[Labeled-object pointing entries]
_ _ _ _ _ _ _

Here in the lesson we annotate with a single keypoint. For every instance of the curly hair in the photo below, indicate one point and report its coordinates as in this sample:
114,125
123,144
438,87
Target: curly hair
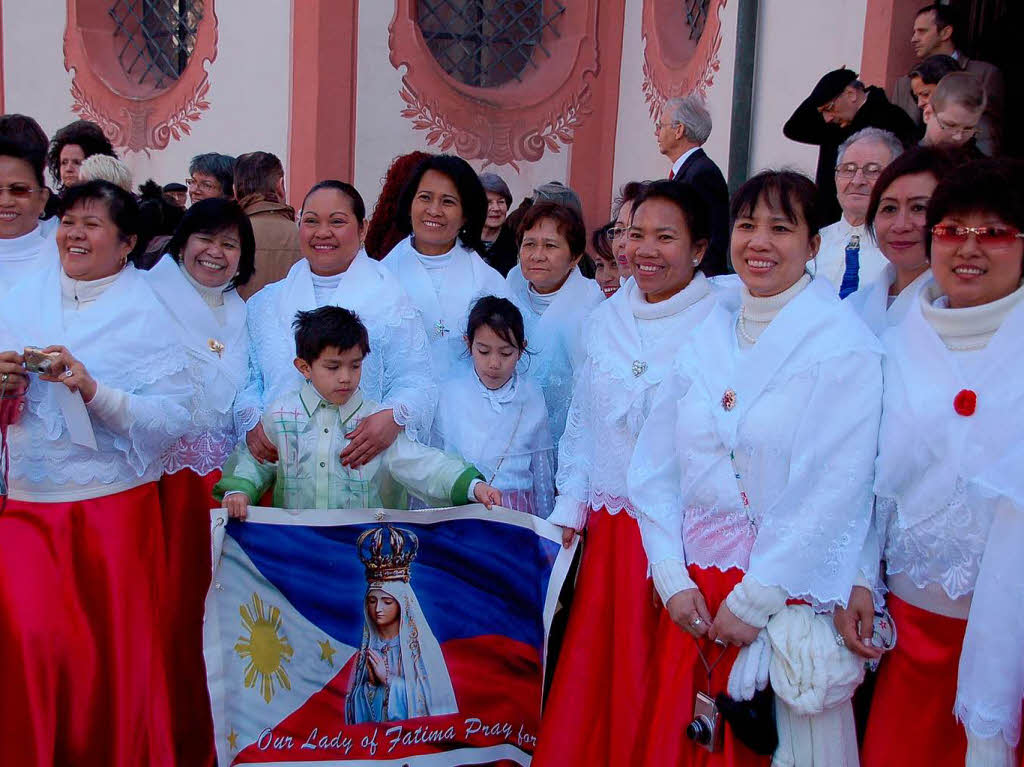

_ _ _ _ _ _ _

Arrange every line of the entries above as a Markdown table with two columns, "Row" and "Line", numbering each row and skipping any blank lines. Leave the pictures out of the table.

| Row | Line |
|---|---|
| 1 | Here in the lesson we annotate with a single keypoint. For every instance of the curly hair in the photo below, indicate one point and report its coordinates as in this sample: |
| 2 | 114,125 |
| 3 | 123,144 |
| 4 | 438,87 |
| 5 | Target: curly hair |